▶ [Action item]: Although the records contain pictures, only their text should be set down, exactly as written.

+++ Information provided +++

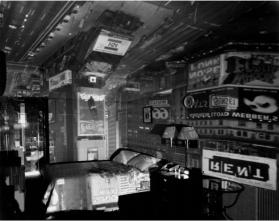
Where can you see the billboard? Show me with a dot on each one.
(240, 68)
(112, 43)
(233, 102)
(251, 170)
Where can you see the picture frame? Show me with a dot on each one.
(147, 114)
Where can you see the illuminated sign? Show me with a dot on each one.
(111, 43)
(60, 80)
(250, 170)
(159, 103)
(233, 102)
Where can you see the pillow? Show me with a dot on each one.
(124, 156)
(143, 162)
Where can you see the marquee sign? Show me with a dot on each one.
(251, 170)
(233, 102)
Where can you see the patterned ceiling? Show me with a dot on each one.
(32, 31)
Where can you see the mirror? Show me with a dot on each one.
(3, 72)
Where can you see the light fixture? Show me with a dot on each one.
(51, 35)
(12, 27)
(169, 133)
(58, 27)
(67, 18)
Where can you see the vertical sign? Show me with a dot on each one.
(90, 114)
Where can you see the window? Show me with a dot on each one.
(270, 127)
(220, 132)
(267, 137)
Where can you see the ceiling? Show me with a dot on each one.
(32, 31)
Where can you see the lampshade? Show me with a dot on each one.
(187, 133)
(169, 132)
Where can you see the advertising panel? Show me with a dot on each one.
(251, 170)
(90, 114)
(104, 189)
(112, 43)
(240, 68)
(160, 108)
(204, 73)
(250, 68)
(233, 102)
(133, 182)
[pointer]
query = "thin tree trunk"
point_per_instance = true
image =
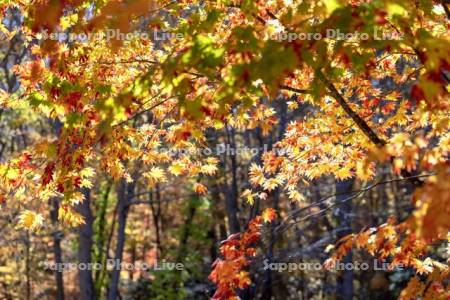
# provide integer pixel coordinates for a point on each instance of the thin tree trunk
(124, 192)
(342, 212)
(231, 203)
(57, 252)
(85, 243)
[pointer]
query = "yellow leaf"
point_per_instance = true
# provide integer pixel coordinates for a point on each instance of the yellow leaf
(30, 220)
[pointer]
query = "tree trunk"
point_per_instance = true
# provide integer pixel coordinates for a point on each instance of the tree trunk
(57, 252)
(342, 212)
(85, 243)
(124, 191)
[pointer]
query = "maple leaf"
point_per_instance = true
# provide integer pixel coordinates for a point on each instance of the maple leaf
(200, 189)
(30, 220)
(269, 214)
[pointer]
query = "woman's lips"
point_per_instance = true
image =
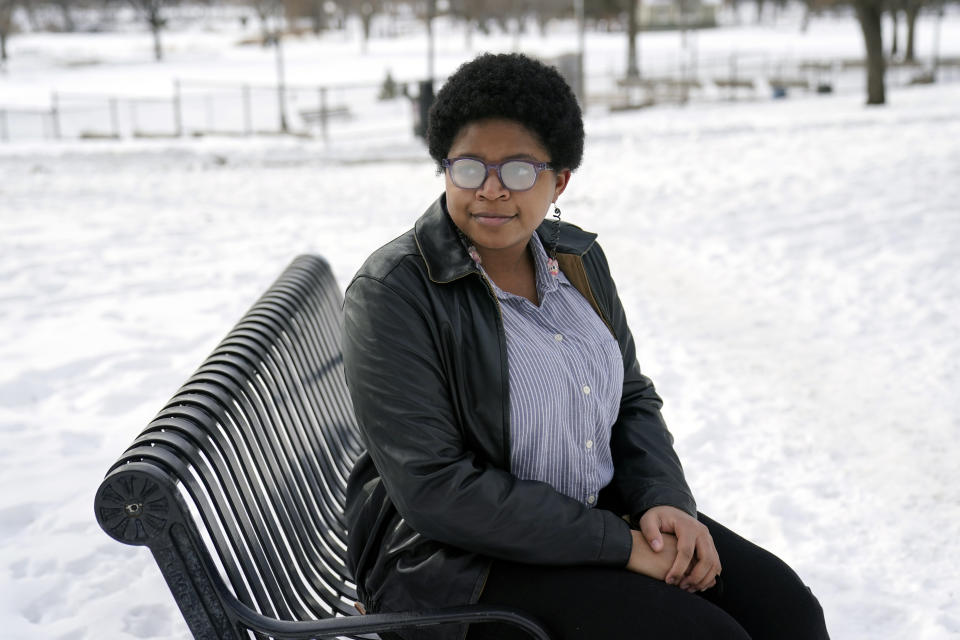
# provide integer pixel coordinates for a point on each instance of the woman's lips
(491, 220)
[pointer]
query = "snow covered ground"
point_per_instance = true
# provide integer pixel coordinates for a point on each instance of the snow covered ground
(789, 268)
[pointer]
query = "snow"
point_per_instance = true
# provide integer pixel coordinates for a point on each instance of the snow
(789, 269)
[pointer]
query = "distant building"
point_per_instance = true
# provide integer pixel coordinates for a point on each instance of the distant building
(675, 14)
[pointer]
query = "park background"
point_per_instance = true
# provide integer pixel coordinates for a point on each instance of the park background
(789, 266)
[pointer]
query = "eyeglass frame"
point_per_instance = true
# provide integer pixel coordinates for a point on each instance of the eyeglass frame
(538, 167)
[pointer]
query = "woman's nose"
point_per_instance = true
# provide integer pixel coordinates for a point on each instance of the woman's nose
(491, 187)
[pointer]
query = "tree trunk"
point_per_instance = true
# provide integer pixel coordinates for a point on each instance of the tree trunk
(895, 15)
(155, 24)
(633, 69)
(868, 14)
(6, 14)
(366, 20)
(913, 9)
(317, 16)
(68, 24)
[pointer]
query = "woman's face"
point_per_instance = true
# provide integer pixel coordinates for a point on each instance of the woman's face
(498, 221)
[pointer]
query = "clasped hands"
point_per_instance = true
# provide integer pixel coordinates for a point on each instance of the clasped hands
(673, 546)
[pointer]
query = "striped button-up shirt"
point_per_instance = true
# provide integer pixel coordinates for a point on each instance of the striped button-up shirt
(566, 379)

+++

▶ [Result below]:
Where can you see the billboard? Show me with a dot on each one.
(240, 68)
(112, 43)
(233, 102)
(251, 170)
Where can you see the picture frame? Show me with a dot on each one.
(147, 114)
Where can you see the illuminated sign? Show me with a dot on each one.
(111, 43)
(60, 80)
(250, 170)
(159, 103)
(233, 102)
Where can you see the pillow? Show me with a dot on each one.
(124, 156)
(143, 162)
Where can you see the marquee sign? Show me with a dot on each one.
(251, 170)
(233, 102)
Where can you see the patterned ceiling? Show me with a dot on each one.
(32, 31)
Where can you see the mirror? Show me with a dot on each one.
(3, 72)
Where can you see the light fixture? Show me with a dot on each one.
(51, 35)
(12, 27)
(169, 133)
(58, 27)
(67, 18)
Where can you see the vertical sign? Show me with a dot on each one.
(90, 114)
Where can you see the window? Show me with a dot on each one.
(270, 127)
(220, 132)
(267, 137)
Where can you see the ceiling? Show me with a dot on each one.
(32, 31)
Where can you see the lampshade? Show me with a dot on each one.
(187, 133)
(169, 132)
Where can you see the advertising panel? Show me with a dot on each one.
(251, 170)
(90, 114)
(104, 189)
(112, 43)
(240, 68)
(160, 108)
(204, 73)
(250, 68)
(233, 102)
(133, 182)
[pointer]
query = "thin tree trunk"
point_per_instance = true
image =
# provide integer pixel coordinates for a point on each instance of the thin tree trunk
(124, 192)
(342, 212)
(231, 203)
(57, 252)
(85, 243)
[pointer]
query = "yellow leaf"
point_per_instance = true
# provide integer pixel coordinates for a point on each instance of the yellow leaf
(30, 220)
[pointer]
query = "tree trunk"
point_per_instance = true
# provide integer pixel coordinates for a point on each instance of the tree trunk
(57, 252)
(342, 212)
(85, 243)
(124, 191)
[pointer]
query = "maple leaf"
point_per_instance = true
# provide integer pixel coordinates for a point on each instance of the maple leaf
(200, 189)
(30, 220)
(269, 214)
[pointer]
query = "woman's lips"
point_per_instance = true
image =
# provide integer pixel coordinates for a point on each instance of the woman's lips
(491, 220)
[pointer]
query = "snow covered ground"
point_per_instance = true
# provide integer pixel coordinates for a point on each instance of the snow covered ground
(789, 268)
[pointer]
query = "snow"
point_per_instance = true
# provide integer pixel coordinates for a point on each instance of the snow
(789, 269)
[pointer]
query = "distant building"
point_per_instance = true
# provide integer pixel coordinates for a point on each instance of the distant building
(675, 14)
[pointer]
query = "park background"
point_per_instance = true
# provide integer pixel coordinates for a point on each instance of the park background
(789, 266)
[pointer]
query = "eyeglass frame"
point_per_instance = true
# provide integer pixel coordinates for a point on each instance of the eyeglass frame
(538, 167)
[pointer]
query = "woman's nose"
point_per_instance = true
# provide integer pixel coordinates for a point on each instance of the woman's nose
(491, 187)
[pointer]
query = "tree trunk"
point_per_instance = true
# provide integer pixel coordinates for a point on each instance of the tree trunk
(895, 15)
(155, 24)
(633, 69)
(868, 14)
(6, 14)
(366, 20)
(913, 9)
(317, 16)
(68, 24)
[pointer]
query = "woman's face"
point_per_instance = true
# provide integer pixel coordinates for a point on each instance of the woman's face
(498, 221)
[pointer]
query = "clasped hands"
point_per_instance = true
# provide integer pixel coordinates for a point on each instance of the clasped hands
(673, 546)
[pointer]
query = "striped button-up shirt"
point_per_instance = true
# provide integer pixel coordinates for a point on each instance of the striped button-up shirt
(566, 379)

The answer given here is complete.